»»
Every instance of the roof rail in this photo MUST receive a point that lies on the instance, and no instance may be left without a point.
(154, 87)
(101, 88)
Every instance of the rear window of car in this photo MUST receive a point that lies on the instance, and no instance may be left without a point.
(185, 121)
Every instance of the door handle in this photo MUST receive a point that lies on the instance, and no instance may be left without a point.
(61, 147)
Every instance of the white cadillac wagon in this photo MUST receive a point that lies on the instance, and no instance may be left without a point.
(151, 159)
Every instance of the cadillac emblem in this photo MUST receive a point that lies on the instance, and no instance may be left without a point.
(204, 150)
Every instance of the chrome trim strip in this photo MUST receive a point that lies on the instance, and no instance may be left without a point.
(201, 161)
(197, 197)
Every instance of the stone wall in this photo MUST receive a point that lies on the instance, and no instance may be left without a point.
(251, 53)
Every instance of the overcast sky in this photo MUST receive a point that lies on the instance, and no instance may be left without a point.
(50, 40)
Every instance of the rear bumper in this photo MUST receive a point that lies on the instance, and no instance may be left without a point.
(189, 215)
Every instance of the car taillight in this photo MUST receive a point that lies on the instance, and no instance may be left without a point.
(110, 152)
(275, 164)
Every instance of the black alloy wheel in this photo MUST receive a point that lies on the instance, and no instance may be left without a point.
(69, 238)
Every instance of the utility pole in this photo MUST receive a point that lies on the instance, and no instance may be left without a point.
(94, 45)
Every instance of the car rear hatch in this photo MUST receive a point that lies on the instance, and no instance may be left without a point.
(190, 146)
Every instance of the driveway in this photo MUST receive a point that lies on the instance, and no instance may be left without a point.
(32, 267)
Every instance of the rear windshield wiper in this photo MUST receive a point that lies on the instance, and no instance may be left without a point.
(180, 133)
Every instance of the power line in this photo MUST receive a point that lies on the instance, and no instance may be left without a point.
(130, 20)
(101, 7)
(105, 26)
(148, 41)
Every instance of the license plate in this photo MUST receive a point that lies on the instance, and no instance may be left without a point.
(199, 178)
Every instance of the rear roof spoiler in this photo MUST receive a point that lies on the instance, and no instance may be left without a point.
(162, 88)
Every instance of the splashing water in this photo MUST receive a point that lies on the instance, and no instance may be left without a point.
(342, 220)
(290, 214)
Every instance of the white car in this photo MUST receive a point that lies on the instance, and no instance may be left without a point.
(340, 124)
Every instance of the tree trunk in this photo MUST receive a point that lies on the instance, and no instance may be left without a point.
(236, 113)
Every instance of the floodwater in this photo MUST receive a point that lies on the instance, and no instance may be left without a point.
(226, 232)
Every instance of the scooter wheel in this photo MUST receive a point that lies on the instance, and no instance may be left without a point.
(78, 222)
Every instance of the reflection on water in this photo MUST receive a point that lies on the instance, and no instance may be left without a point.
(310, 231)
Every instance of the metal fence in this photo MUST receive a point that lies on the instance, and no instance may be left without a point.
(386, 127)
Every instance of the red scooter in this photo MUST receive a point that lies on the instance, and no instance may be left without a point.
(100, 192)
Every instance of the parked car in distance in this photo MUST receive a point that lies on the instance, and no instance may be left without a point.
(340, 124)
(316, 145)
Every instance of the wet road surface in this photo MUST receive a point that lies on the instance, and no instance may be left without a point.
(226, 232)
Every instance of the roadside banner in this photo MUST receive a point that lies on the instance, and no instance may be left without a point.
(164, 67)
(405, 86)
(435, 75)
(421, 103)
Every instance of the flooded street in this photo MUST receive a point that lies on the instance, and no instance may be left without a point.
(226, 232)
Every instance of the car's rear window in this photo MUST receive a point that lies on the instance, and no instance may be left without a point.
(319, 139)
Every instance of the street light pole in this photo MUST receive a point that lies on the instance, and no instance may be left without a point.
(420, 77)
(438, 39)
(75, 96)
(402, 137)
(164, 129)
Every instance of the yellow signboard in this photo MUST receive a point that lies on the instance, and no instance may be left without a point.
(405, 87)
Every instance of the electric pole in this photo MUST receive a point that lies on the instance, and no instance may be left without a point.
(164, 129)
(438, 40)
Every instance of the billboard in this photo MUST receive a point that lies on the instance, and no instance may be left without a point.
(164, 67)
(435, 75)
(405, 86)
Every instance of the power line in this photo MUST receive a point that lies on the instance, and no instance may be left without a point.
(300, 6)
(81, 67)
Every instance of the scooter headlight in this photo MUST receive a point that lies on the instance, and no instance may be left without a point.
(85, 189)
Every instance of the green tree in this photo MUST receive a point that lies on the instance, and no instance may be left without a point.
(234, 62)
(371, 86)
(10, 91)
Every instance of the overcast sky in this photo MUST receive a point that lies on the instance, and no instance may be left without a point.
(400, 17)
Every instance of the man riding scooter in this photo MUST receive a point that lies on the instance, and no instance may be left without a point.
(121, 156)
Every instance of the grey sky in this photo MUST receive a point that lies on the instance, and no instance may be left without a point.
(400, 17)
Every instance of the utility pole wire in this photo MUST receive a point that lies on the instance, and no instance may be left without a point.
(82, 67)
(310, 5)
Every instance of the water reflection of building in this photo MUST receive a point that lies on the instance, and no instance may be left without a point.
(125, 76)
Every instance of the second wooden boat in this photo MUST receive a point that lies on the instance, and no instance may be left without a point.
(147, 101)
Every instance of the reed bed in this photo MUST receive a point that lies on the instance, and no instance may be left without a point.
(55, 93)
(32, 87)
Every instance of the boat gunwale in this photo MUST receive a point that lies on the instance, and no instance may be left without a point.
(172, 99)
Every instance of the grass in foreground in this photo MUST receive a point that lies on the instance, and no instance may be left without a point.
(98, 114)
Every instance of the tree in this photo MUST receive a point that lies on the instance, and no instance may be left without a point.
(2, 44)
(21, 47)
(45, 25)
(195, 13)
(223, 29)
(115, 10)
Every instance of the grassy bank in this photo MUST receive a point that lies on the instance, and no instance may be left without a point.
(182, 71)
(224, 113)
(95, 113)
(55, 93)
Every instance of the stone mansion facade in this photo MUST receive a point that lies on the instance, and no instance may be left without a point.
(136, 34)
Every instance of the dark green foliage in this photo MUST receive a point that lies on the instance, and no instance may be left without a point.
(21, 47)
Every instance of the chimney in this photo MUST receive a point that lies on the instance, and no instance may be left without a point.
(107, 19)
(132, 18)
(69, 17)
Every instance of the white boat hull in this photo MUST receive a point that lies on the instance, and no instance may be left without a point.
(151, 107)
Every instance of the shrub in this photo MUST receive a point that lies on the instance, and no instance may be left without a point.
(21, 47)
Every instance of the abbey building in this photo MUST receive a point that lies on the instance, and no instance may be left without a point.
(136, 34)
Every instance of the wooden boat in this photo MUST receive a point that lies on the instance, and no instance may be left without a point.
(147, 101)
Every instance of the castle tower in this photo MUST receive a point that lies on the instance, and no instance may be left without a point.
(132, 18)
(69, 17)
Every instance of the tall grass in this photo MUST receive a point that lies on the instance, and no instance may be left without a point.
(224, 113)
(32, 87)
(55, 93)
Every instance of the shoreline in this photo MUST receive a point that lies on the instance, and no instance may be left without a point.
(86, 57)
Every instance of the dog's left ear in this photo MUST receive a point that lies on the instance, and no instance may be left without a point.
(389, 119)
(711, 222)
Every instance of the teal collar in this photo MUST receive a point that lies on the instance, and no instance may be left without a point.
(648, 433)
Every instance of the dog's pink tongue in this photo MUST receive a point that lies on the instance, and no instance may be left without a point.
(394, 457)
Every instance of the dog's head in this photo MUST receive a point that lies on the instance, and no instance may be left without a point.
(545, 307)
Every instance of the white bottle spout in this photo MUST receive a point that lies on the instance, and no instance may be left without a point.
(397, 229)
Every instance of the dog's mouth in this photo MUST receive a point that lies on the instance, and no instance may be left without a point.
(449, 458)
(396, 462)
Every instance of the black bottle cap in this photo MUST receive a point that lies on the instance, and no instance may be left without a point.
««
THE PROBLEM: Print out the listing in full, exactly as it appears.

EXERCISE ANSWER:
Every instance of the roof rail in this photo MUST receive a point that lies on the instance, and no instance may be left without a point.
(154, 87)
(101, 88)
Every instance of the rear window of car in this photo MUST receive a point that lies on the instance, and no instance may be left without a point.
(185, 121)
Every instance of the door handle in this photo MUST receive a point that lies on the instance, and no instance may be left without a point.
(61, 147)
Every instance of the white cadillac wagon in this photo MUST receive a point that lies on the instance, and no instance may be left without a point.
(151, 159)
Every instance of the cadillac emblem in this photo MUST receive a point that lies on the instance, and no instance may be left without a point.
(204, 150)
Every instance of the chrome trim strip in this photo MUST receive a point that lies on the instance, and no instance may be left without a point.
(201, 161)
(197, 197)
Every instance of the stone wall in this photo MUST receive a point that lies on the instance, and no instance may be left without a point.
(251, 53)
Every instance of the overcast sky in this photo MUST receive a point that lies on the instance, and no instance may be left without a point.
(50, 40)
Every instance of the rear bumper in this photo MUST receive a point that lies on the instance, and no instance may be left without a point.
(189, 215)
Every instance of the car taillight in this photo MUST receive a point that lies on the instance, and no instance may be left without a point.
(110, 152)
(275, 164)
Every instance of the black alloy wheel in this photo MUST receive a point that lies on the instance, and no instance may be left without a point.
(69, 238)
Every instance of the utility pole in this photo MUST receive a point that lies on the instance, and no instance may be left without a point.
(94, 45)
Every instance of the car rear hatch in this photo MUST receive a point that lies on the instance, and no instance may be left without a point.
(190, 146)
Every instance of the driveway in this photo MUST receive a point that lies on the instance, and no instance may be left without a point.
(32, 267)
Every instance of the rear windshield wiper in this photo MUST receive a point that lies on the instance, and no instance may be left without a point.
(180, 133)
Every instance of the power line in this photo MUST receive a point that lies on the instance, and no instance may be left without a point.
(130, 20)
(101, 7)
(105, 26)
(148, 41)
Every instance of the license plate in this photo MUST receive a point that lies on the instance, and no instance may be left without a point.
(199, 178)
Every instance of the rear roof spoiler in this photo MUST receive a point that lies on the instance, and no instance may be left without a point.
(162, 88)
Every instance of the splashing water in this photo MUST receive a point that lies on the instance, and no instance may be left without a point.
(342, 220)
(290, 214)
Every instance of the white car in this photo MUST receive a point that lies on the instance, and no instance may be left without a point.
(340, 124)
Every instance of the tree trunk in this photo MUST receive a point that lies on the instance, and no instance may be left without a point.
(236, 113)
Every instance of the floodwater in this photo MUST receive a point that lies on the instance, and no instance may be left without a point.
(226, 232)
Every instance of the scooter wheel in this photo MUST receive a point that lies on the instance, and no instance may be left without a point.
(78, 222)
Every instance of the reflection on water in this photo MUST receive a point that lies on the instance, and no instance may be left without a point.
(310, 231)
Every instance of the metal fence in this photo MUST receive a point that lies on the instance, and no instance may be left without a point.
(386, 127)
Every instance of the red scooter in this photo MUST receive a point that lies on the instance, and no instance may be left without a point.
(100, 192)
Every instance of the parked car in distance in this photo MUST receive a point that lies on the instance, and no instance may be left without a point.
(340, 124)
(316, 145)
Every instance of the wet road surface in this photo MUST receive a point that lies on the instance, and no instance may be left without a point.
(226, 232)
Every instance of the roadside banner in this photo MUST receive a point that lies on the instance, and no instance may be left without a point.
(164, 67)
(405, 86)
(435, 75)
(421, 103)
Every instance of the flooded street in this photo MUST receive a point that lies on the instance, and no instance may be left without a point.
(226, 232)
Every instance of the car's rear window in this photo MUST receive a point that lies on the instance, and no instance may be left without a point.
(319, 139)
Every instance of the street light pole in this photo MUST receive a point that lies on the instance, and no instance may be left without a point.
(420, 77)
(438, 39)
(75, 96)
(402, 137)
(164, 129)
Every instance of the yellow signboard in this photo MUST receive a point that lies on the instance, and no instance may be left without a point.
(405, 87)
Every instance of the electric pole in this photo MUST receive a point that lies on the instance, and no instance may be left without a point.
(164, 129)
(438, 40)
Every instance of the billboard in this photo MUST receive a point that lies on the instance, and no instance may be left without a point.
(164, 67)
(435, 75)
(405, 86)
Every instance of the power line in this photo MUST receive a point that lies on the instance, and no instance may be left without a point.
(300, 6)
(81, 67)
Every instance of the scooter headlight in this photo MUST receive a point that lies on the instance, and no instance may be left without a point.
(85, 189)
Every instance of the green tree in this photo MUST receive a point that lies on the instance, and no instance may be left without a point.
(234, 62)
(371, 86)
(10, 91)
Every instance of the overcast sky in this photo MUST receive a point that lies on the instance, and no instance may be left without a point.
(400, 17)
Every instance of the man riding scooter in this photo MUST receive a point that lies on the instance, and no instance may be left without a point.
(121, 156)
Every instance of the grey sky in this photo MUST receive a point that lies on the instance, and no instance may be left without a point.
(400, 17)
Every instance of the utility pole wire in this photo MUST receive a point that lies on the instance, and no instance may be left without a point.
(82, 67)
(310, 5)
Every instance of the water reflection of building in this photo MUST receive a point that lies on the instance, and no instance may be left without a point.
(125, 76)
Every instance of the second wooden boat in this photo MUST receive a point that lies on the instance, and no instance may be left without a point.
(147, 101)
Every instance of the reed bed in this photo MUST receive a point that lies on the instance, and no instance may be left without a point.
(55, 93)
(32, 87)
Every instance of the boat gunwale in this photo MUST receive a point that lies on the instance, and no instance may be left without a point.
(172, 99)
Every instance of the grass in foreground in this photo MUST receive a point that lies on the instance, and no instance may be left without a point.
(98, 114)
Every instance of the tree in this photo MUST receive a point that lies on the instance, and no instance may be left without a point.
(2, 44)
(21, 47)
(45, 25)
(195, 13)
(223, 29)
(115, 10)
Every instance of the grassy bank in this photo MUST receive a point that lies on the instance, and no instance may be left without a point.
(182, 71)
(224, 113)
(95, 113)
(55, 93)
Every instance of the stone mansion facade in this photo MUST receive a point that lies on the instance, and no instance may be left without a point.
(136, 34)
Every instance of the dark green foliage in this photo MUST receive a point that lies on the instance, and no instance may be left without a point.
(21, 47)
Every instance of the chimney in this photo MUST receive a point that lies on the instance, and no instance may be left without a point.
(107, 19)
(132, 18)
(69, 17)
Every instance of the white boat hull in this photo MUST receive a point that lies on the instance, and no instance may be left without a point.
(151, 107)
Every instance of the shrub in this photo MUST receive a point that lies on the instance, and no instance may be left without a point.
(21, 47)
Every instance of the abbey building in this photo MUST receive a point that lies on the instance, and no instance may be left without a point.
(136, 34)
Every instance of the wooden boat in this photo MUST receive a point that lies on the instance, and no instance may be left without a point.
(147, 101)
Every instance of the castle tower in this photo MUST receive a point that lies on the instance, and no instance may be left without a point.
(132, 18)
(69, 17)
Every instance of the tall grass in this photo MUST receive a point that lies on the instance, and no instance may be left without a point.
(224, 113)
(32, 87)
(55, 93)
Every instance of the shoreline in this photo MUST receive a point that lies on the instance, and no instance may be left without a point.
(86, 57)
Every instance of the dog's left ear in this photo MUST receive a point that lies on the instance, and no instance may be left without a point.
(389, 119)
(711, 222)
Every instance of the teal collar in this photo MUST receive a point that lies on the instance, and no instance may be left without a point.
(648, 433)
Every instance of the dog's pink tongue in this photo MUST receive a point that lies on the instance, and no instance may be left without a point.
(394, 457)
Every instance of the dog's head in this photo MUST receive a point that lies on the instance, and no instance may be left without a point.
(545, 307)
Every instance of the white bottle spout in this photo MUST receive a point that lies on the instance, and no instance may be left without a point.
(397, 229)
Every instance of the dog's mouth in this photo MUST receive a point that lies on the instance, and no instance may be left without a point.
(449, 458)
(396, 462)
Every instance of the black bottle cap in this photo MUST receive a point that lies on the instance, and no instance may be left without a point.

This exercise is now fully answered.